=== ЗАДАНИЕ A ===
Пожалуйста, верните без изменений строки списка между строкой, содержащей «For the evaluation set, tag every instance of the monkey's leg», и строкой, содержащей «[[91, 21], [72, 58], [118, 69], [275, 122], [340, 165]]», включая обе эти строки.

=== ФРАГМЕНТ ДОКУМЕНТА ===
▬▬▬▬▬▬

Командир подает в развернутом виде удостоверение личности. Батюшки-светы, новенькое-новенькое, никем невладанное, а по дате старое, сентябрем изготовленное. Требую то же от шофера, начальник с гневом спрашивает:
– С каких пор документ фронтового командира Красной Армии стал не авторитетом для тыловых крыс?
– Предъявите документы! – кричу на водителя.
Детина смущается:
– Понимаете, шофера убило. Товарищ водитель маршрутного листа на проезд не имеет. Спешим с донесением в штаб дивизии.
Потом, помявшись, подает свою красноармейскую книжку, а она еще новее. По форме, как моя, но не родня, моя истертая, со следами грязных пальцев.
– Порядок, – говорю.
Обращаюсь к шоферу:
– Предъявите вашу красноармейскую книжку.
Водитель вытаращил зенки, закопошился, пытаясь достать удостоверение из внутреннего кармана, его снова одергивают. Чтобы выиграть время, опять обращаюсь к заднему, но командир кричит:
– Это мои люди, вы ответите, я накажу.
Ну, думаю, нарвался.
– Трогай, – командует шоферу.
– Стой, стрелять буду!
– Поехали, – зло, с надрывом приказывает командир.
– Стой, – кричу, и бабах! Стреляю в воздух рядом с головой водителя. Бросаюсь вперед, наперерез машине, в готовности остановить. Подействовало, автомобиль заглох. Из землянки выскочили и бегут красноармейцы, грамотно: один по дорожке, двое по снежной целине, четвертый занял позицию готовности к открытию огня. Командир выхватил ТТ, приказывает:
– Прочь с дороги! Старший приказывает!
– Я здесь старший, – парирую, не спуская глаз с заднего, готовящегося к стрельбе. Поддержка подоспела вовремя, нас уже пятеро. Из тыла, как раз вовремя, появилась полуторка, в ней командир, четверо бойцов в крытом кузове. Услышав выстрел на посту, увидев, как дорожники занимают боевой порядок, на скорости мчат на подмогу.
– Помогите задержать.
Обращаясь к командиру легковушки, прибывший офицер настойчиво требует:
– Предъявите, пожалуйста, документы.
Задержанный из второго кармана достает другие бумаги, проверяющий ничего подозрительного не находит. Ну, думаю, разодрался, как бык на сколизи, теперь несдобровать, нарушил армейскую субординацию. Однако прошу:
– Проверьте у этого.
Второй предъявляет другой документ, не тот, что мне показывал. Как заору:
– Да они фальшивые, мне другие показывали.
Проверяемые жмутся. Внезапно шофер выскочил из машины, упал плашмя под колеса, оттуда кричит:
– Это контра, арестуйте, у них оружие!
– Руки! Вылезайте!

▬▬▬▬▬▬

=== ПРЕДОСТАВЛЕННЫЙ СПИСОК ===
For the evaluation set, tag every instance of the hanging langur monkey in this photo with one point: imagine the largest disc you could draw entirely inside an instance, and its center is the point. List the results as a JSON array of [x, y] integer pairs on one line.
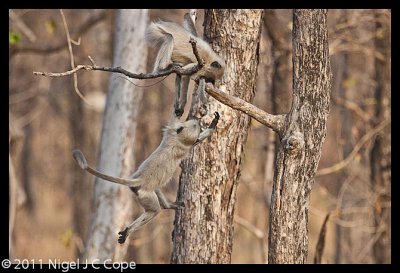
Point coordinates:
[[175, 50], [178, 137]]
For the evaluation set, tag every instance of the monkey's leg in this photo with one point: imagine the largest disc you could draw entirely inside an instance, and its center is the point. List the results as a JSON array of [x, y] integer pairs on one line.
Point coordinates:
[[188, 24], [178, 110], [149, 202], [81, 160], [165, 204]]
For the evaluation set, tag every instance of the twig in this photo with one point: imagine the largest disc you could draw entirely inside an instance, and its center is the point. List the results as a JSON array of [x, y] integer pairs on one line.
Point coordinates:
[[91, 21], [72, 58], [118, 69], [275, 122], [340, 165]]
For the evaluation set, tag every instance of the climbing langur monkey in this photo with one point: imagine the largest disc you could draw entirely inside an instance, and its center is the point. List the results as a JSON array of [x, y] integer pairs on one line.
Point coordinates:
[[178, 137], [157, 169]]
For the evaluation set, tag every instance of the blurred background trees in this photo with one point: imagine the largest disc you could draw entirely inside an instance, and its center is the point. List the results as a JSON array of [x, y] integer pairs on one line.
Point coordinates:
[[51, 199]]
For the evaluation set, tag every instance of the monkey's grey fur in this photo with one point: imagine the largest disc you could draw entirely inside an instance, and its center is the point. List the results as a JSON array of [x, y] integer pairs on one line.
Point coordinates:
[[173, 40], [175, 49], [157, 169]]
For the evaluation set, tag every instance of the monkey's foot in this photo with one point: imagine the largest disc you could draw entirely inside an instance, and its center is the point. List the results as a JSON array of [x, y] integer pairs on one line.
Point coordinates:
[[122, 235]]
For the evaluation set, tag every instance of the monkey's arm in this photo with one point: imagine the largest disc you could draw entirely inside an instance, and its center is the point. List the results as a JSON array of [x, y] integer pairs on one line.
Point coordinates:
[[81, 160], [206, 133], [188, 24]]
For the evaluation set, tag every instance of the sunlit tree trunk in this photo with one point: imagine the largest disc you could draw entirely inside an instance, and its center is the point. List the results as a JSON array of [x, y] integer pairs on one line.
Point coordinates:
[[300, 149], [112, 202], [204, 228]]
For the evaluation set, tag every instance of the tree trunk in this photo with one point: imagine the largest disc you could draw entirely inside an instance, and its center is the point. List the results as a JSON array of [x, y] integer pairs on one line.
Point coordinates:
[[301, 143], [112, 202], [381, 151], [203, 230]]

▬▬▬▬▬▬

=== ЗАДАНИЕ B ===
Сколько бойцов ехало в крытом кузове полуторки, которая во фрагменте появилась из тыла?

=== РЕШЕНИЕ A ===
For the evaluation set, tag every instance of the monkey's leg in this photo with one point: imagine the largest disc you could draw entirely inside an instance, and its center is the point. List the results as a JSON array of [x, y] integer pairs on one line.
Point coordinates:
[[188, 24], [178, 110], [149, 202], [81, 160], [165, 204]]
For the evaluation set, tag every instance of the twig in this photo with one point: imagine the largest disc you could draw entirely inside an instance, and its center is the point. List the results as a JSON array of [x, y] integer pairs on one line.
Point coordinates:
[[91, 21], [72, 58], [118, 69], [275, 122], [340, 165]]

=== РЕШЕНИЕ B ===
Четверо.